### Extract provided

# Data Import - Working with Web APIs and JSON (Movies Dataset)

## Importing Data from JSON files 

1. __Import__ the json files __blockbusters.json__, __blockbusters2.json__, __blockbusters3.json__ and load the datasets into Pandas DataFrames.


In [None]:
#JSON - Standard format to transfer data (through Web APIs)
#JSON - not necessarily tabular data
#often complex/nested data structures


In [None]:
import pandas as pd
import json
import requests
pd.options.display.max_columns=30

In [None]:
with open("blockbusters.json") as f:
    data=json.load(f)

In [None]:
data

In [None]:
type(data)

In [None]:
len(data)

In [None]:
data[0]

In [None]:
df=pd.DataFrame(data) #converts a dictionary into pandas data frame
df

In [None]:
#directly load JSON files into pandas
df=pd.read_json("blockbusters.json")
df

In [None]:
df.info()

In [None]:
df["genres"]

In [None]:
df["genres"][0]

In [None]:
df["belongs_to_collection"]

In [None]:
df["belongs_to_collection"][0]

In [None]:
#normalizes or flatten JSON file into a flat table -- when loading into pandas 
pd.json_normalize(data=data,sep="_")
#belongs_to_collection column is flatten into four columns

In [None]:
pd.json_normalize(data=data,sep="_").genres[0] #genres column have not changed 

In [None]:
pd.json_normalize(data=data,record_path="genres") #to normalize genres column

In [None]:
pd.json_normalize(data=data,record_path="genres",meta="title")

In [None]:
pd.json_normalize(data=data,record_path="genres",meta=["title","id"],record_prefix="genre_")
#this will distinguish id from the original table and id from genres column

In [None]:
#three orientation in JSON file --> record, column, split
#blockbusters.json --> has a list, each and every list is one row -- record orientation
#blockbusters2.json --> has columns orientation
#blockbusters3.json --> has split orientation. first, we have column level, row level then data level
# record orientation is best for loading into pandas

## Importing blockbusters2.json

In [None]:
with open("blockbusters2.json") as f:
    data2=json.load(f)

In [None]:
data2

In [None]:
type(data2)

In [None]:
list(data2)

### Information supplied

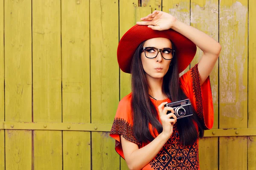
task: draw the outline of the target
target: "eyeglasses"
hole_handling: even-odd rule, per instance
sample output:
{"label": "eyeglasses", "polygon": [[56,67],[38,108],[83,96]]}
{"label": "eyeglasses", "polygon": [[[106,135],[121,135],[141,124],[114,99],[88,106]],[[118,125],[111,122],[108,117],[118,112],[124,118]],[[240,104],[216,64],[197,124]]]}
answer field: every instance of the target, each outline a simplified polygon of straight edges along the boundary
{"label": "eyeglasses", "polygon": [[144,51],[146,57],[153,59],[157,57],[158,53],[161,53],[162,57],[165,60],[170,60],[173,58],[174,56],[175,50],[170,48],[164,48],[162,49],[157,48],[153,47],[143,47],[141,48],[141,52]]}

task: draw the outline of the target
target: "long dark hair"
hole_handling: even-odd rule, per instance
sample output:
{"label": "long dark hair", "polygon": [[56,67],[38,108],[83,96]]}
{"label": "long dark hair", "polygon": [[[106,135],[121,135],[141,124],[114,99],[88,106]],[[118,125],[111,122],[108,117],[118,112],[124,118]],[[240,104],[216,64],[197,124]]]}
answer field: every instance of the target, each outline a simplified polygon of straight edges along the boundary
{"label": "long dark hair", "polygon": [[[131,110],[133,113],[133,133],[140,142],[147,142],[154,139],[150,133],[149,124],[152,125],[154,135],[163,131],[163,126],[157,119],[158,113],[148,94],[148,87],[141,58],[140,49],[144,42],[139,45],[132,61]],[[172,48],[175,48],[172,43]],[[177,60],[175,56],[163,77],[163,92],[172,102],[187,99],[179,86]],[[194,123],[198,125],[199,134]],[[177,127],[180,133],[180,143],[184,145],[192,144],[198,137],[204,136],[204,130],[195,110],[193,116],[178,119]]]}

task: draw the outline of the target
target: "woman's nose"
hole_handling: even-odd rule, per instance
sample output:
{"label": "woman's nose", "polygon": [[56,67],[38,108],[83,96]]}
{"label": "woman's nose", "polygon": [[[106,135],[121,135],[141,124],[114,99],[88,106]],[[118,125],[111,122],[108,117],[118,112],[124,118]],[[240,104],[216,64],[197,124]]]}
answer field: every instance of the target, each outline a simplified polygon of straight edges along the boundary
{"label": "woman's nose", "polygon": [[161,54],[161,52],[159,52],[156,57],[157,59],[157,61],[158,61],[160,62],[162,61],[162,60],[163,60],[163,58],[162,57],[162,55]]}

### Goal
Pick up the pandas notebook on importing the blockbusters JSON files where it stops and continue it.

### Answer to the problem
In [None]:
len(data2)

In [None]:
df2=pd.DataFrame(data2)
df2

In [None]:
df2=pd.read_json("blockbusters2.json")
df2

In [None]:
df2.info()

In [None]:
df2["genres"]

In [None]:
df2["belongs_to_collection"]

In [None]:
#columns orientation cannot work with pd.json_normalization

## Importing blockbusters3.json

In [None]:
with open("blockbusters3.json") as f:
    data3=json.load(f)

In [None]:
data3

In [None]:
type(data3)

In [None]:
len(data3)

In [None]:
#df3=pd.DataFrame(data3)
#it wont work because it is split oriented dataset
df3=pd.read_json("blockbusters3.json",orient="split")
df3
#in this case , pd.json_normalize wont work 

In [None]:
df3.info()

## Working with APIs and JSON (Part 1)

2. __Create an account__ on https://www.themoviedb.org/

3. Get your personal __API Key__

4. __API-Request__ (movie module): Load all available information for the movie with __movie id = 140607__ into a Pandas DataFrame. <br> See https://developers.themoviedb.org/3/movies/get-movie-details for more information

In [None]:
api_key="                      "
#api_key="api_key=insert api_key here"

In [None]:
movie_id=140607

In [None]:
movie_api="https://api.themoviedb.org/3/movie/{}?"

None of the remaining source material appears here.